§ The task
Output the lines below exactly as they appear, starting at the first line and ending at the line that contains "box: [872, 487, 984, 557]".

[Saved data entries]
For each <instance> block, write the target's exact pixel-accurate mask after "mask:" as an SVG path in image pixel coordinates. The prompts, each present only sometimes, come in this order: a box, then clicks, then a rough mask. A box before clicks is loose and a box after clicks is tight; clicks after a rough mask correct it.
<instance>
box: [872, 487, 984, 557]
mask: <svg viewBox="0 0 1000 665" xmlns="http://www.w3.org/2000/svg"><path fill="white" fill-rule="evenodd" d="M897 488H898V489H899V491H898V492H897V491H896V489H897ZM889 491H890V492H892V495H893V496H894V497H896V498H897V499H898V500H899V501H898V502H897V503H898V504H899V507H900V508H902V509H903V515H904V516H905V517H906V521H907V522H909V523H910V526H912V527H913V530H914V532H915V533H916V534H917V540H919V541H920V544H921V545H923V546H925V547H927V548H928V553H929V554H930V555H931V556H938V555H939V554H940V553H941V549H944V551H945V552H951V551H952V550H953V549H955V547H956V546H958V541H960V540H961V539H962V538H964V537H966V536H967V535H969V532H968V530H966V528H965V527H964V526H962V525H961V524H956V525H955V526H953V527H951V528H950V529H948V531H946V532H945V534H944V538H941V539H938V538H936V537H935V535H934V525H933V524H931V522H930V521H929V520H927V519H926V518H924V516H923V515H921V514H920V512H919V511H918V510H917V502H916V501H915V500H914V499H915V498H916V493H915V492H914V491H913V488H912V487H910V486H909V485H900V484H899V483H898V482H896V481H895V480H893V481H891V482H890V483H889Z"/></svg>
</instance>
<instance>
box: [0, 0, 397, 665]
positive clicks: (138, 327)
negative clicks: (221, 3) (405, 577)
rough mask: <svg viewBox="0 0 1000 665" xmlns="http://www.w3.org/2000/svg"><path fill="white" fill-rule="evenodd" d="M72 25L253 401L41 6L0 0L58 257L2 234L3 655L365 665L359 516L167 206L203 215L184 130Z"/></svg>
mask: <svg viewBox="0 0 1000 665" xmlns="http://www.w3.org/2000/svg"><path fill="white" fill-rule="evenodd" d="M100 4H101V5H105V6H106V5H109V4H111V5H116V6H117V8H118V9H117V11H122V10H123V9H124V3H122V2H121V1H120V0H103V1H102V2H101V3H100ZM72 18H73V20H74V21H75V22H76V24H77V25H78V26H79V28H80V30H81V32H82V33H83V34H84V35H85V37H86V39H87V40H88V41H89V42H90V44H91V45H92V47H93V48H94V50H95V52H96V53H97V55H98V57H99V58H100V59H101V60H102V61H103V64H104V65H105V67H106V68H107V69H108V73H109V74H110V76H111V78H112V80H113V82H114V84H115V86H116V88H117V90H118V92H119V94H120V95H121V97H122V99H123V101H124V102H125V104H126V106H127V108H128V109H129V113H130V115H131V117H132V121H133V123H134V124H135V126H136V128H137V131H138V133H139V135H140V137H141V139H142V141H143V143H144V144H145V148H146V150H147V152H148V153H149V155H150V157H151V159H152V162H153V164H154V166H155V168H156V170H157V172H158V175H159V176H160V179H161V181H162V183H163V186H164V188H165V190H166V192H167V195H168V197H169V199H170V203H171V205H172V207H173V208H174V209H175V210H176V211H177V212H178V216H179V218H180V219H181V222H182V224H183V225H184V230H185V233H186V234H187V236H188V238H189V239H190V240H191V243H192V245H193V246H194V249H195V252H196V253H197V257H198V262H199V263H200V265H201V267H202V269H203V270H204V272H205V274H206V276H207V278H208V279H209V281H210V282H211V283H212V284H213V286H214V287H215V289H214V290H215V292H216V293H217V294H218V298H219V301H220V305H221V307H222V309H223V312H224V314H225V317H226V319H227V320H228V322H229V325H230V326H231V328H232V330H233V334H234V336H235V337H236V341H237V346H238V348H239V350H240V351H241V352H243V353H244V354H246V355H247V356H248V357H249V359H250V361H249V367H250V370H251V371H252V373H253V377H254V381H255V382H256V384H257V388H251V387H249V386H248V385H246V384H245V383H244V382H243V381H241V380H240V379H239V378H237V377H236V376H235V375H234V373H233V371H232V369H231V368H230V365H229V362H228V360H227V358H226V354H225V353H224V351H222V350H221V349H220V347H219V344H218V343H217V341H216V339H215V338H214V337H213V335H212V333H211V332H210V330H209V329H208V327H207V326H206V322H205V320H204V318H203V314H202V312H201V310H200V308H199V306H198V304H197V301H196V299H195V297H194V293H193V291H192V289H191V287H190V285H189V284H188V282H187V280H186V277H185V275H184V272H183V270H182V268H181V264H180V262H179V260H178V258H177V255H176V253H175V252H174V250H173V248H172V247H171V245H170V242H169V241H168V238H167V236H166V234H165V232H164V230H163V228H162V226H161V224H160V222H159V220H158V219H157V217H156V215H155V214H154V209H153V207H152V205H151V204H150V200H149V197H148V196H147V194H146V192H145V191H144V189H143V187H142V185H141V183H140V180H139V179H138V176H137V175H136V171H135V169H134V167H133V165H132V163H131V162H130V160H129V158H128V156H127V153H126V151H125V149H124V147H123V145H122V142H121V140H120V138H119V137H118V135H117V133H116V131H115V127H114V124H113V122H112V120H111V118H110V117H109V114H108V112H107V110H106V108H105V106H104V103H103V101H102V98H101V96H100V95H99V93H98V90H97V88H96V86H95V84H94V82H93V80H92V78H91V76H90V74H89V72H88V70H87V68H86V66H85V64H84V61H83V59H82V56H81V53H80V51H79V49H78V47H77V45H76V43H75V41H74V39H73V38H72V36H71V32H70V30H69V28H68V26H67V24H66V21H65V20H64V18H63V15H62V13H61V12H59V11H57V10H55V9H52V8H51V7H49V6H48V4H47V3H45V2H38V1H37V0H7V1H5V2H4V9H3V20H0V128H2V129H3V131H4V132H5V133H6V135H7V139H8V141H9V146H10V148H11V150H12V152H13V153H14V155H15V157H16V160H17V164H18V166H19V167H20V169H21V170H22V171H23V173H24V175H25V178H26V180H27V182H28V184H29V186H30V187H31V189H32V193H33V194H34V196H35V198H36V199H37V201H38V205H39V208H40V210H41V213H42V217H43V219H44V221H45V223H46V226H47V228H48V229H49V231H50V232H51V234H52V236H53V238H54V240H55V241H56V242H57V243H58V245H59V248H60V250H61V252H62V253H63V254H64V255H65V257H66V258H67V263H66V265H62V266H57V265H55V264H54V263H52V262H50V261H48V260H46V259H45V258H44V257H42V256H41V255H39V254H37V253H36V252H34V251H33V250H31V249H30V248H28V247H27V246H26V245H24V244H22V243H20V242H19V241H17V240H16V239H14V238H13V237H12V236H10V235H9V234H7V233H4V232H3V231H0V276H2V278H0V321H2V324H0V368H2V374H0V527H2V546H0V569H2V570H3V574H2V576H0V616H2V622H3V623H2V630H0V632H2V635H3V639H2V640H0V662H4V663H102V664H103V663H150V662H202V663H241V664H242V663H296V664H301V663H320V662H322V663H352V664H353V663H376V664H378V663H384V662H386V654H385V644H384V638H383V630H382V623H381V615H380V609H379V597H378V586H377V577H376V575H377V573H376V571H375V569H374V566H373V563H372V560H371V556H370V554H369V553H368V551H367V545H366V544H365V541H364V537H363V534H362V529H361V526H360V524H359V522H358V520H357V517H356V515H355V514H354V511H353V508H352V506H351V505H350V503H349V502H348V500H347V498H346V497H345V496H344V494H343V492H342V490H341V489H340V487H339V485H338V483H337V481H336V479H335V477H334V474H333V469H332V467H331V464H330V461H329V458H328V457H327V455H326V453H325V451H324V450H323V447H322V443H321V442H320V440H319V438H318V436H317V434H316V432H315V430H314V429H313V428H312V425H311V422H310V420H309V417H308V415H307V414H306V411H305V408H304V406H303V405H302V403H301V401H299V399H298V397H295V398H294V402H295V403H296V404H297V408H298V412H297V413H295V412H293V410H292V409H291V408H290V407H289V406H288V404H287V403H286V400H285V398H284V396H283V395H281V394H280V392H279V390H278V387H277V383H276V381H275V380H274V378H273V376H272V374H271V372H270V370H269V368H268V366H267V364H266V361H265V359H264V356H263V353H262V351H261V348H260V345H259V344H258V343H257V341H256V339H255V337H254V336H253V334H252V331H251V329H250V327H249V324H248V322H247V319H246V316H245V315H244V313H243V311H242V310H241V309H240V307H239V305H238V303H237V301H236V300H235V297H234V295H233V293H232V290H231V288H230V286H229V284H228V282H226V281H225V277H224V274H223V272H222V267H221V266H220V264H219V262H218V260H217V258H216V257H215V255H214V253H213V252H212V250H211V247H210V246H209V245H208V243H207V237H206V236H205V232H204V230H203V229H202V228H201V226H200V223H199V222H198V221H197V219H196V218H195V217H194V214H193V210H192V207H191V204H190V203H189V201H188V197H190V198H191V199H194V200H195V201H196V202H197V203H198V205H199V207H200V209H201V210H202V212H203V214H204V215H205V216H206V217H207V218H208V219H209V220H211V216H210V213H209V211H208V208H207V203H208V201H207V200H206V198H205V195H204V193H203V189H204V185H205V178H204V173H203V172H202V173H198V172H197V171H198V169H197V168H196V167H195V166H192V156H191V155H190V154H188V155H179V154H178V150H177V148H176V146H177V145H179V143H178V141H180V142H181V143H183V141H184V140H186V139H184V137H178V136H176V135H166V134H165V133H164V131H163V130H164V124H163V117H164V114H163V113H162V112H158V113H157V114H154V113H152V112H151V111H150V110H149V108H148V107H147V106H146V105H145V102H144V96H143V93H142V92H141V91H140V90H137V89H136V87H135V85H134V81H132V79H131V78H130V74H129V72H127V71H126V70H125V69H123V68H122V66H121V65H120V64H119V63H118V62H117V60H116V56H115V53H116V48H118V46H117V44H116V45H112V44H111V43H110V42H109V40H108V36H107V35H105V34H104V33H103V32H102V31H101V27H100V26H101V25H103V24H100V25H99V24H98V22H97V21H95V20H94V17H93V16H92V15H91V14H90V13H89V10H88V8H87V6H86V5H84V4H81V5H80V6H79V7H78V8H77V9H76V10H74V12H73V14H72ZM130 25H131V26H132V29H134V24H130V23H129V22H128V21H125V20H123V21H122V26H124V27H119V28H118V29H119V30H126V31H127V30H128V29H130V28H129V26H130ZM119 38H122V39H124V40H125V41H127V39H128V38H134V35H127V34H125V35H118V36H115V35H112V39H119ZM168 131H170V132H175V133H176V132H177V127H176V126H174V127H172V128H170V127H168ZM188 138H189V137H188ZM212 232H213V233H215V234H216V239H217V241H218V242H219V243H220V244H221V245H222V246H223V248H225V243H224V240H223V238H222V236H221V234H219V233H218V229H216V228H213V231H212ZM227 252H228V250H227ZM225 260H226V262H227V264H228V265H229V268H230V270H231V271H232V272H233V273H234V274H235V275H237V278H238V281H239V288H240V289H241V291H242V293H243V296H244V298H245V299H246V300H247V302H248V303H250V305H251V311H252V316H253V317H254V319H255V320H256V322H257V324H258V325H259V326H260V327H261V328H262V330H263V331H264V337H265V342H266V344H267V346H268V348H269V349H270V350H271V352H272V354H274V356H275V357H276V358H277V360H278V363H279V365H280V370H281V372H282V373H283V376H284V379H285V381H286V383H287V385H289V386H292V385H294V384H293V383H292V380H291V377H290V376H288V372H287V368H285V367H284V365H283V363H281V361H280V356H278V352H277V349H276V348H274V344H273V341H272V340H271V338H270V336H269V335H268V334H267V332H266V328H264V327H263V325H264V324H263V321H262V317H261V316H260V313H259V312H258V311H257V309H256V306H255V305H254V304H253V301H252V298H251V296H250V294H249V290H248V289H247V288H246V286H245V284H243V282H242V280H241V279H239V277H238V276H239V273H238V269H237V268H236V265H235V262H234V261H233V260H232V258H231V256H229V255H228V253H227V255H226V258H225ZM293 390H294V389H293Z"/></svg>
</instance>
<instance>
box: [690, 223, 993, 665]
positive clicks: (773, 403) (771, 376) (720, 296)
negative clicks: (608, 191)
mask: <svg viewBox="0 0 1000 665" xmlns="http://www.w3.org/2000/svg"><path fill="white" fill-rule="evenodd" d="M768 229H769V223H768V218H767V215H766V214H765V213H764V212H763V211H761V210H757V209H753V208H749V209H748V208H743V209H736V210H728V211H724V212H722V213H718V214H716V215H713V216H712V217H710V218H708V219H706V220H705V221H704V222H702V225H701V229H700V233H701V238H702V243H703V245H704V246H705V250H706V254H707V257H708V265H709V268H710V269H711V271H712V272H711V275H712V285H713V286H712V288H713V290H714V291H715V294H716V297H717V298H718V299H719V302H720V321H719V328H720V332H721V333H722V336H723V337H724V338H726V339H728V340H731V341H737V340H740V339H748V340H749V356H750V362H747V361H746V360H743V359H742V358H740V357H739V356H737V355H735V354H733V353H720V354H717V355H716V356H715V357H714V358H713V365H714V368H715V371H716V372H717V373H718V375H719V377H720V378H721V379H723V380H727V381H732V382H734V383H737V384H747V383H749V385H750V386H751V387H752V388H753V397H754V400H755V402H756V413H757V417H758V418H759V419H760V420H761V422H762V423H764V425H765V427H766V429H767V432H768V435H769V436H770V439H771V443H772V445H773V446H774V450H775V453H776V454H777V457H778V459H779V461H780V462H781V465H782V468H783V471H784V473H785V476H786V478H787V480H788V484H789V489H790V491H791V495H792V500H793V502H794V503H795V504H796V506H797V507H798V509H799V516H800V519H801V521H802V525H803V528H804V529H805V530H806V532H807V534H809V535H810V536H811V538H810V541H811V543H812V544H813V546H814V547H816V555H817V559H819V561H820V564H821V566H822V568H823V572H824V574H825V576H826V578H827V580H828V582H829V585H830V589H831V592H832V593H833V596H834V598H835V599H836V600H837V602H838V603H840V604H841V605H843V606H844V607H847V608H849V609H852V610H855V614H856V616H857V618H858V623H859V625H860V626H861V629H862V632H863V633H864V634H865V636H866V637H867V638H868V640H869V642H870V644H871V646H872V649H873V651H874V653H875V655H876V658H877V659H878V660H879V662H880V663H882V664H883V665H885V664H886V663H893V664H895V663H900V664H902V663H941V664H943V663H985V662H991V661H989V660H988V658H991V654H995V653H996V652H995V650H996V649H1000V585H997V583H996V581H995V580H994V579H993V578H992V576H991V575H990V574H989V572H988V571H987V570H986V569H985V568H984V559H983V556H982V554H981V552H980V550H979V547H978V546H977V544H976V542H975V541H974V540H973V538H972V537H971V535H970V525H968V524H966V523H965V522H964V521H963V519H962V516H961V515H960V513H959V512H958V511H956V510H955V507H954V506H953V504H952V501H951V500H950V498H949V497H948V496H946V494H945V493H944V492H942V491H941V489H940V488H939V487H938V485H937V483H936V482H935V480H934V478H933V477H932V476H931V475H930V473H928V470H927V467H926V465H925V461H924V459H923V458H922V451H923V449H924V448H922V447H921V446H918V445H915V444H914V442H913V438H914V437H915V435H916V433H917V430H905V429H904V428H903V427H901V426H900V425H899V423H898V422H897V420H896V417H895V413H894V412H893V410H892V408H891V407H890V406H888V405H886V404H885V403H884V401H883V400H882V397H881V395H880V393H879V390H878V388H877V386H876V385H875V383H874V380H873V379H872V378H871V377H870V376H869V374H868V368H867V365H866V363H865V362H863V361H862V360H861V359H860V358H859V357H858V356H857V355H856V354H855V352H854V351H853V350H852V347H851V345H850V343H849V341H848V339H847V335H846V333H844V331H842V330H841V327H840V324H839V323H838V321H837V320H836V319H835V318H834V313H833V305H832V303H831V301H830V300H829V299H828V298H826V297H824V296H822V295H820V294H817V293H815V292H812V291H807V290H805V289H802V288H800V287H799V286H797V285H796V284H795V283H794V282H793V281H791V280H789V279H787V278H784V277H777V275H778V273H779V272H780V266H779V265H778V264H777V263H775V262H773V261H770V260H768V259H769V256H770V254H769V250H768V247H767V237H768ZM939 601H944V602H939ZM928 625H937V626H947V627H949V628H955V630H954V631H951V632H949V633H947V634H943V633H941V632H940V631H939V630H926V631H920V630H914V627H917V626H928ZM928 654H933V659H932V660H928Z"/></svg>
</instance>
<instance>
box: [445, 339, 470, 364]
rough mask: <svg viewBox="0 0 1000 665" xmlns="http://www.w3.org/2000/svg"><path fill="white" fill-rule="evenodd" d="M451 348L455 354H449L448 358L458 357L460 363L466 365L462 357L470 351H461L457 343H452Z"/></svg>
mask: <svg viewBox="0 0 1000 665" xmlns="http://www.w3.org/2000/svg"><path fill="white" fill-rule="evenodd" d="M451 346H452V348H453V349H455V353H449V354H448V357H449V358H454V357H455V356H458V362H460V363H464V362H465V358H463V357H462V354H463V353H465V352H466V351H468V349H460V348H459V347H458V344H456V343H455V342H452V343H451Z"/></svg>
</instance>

§ Response to this exercise
For each <instance> block, write the target's exact pixel-accurate mask after "mask:" as an SVG path in image pixel coordinates. The prompts, each present only sometimes, come in this order: a box, then clicks, then a rough mask. A box before clicks is loose and a box after clicks is tight; clicks after a rough mask correct it.
<instance>
box: [872, 487, 984, 557]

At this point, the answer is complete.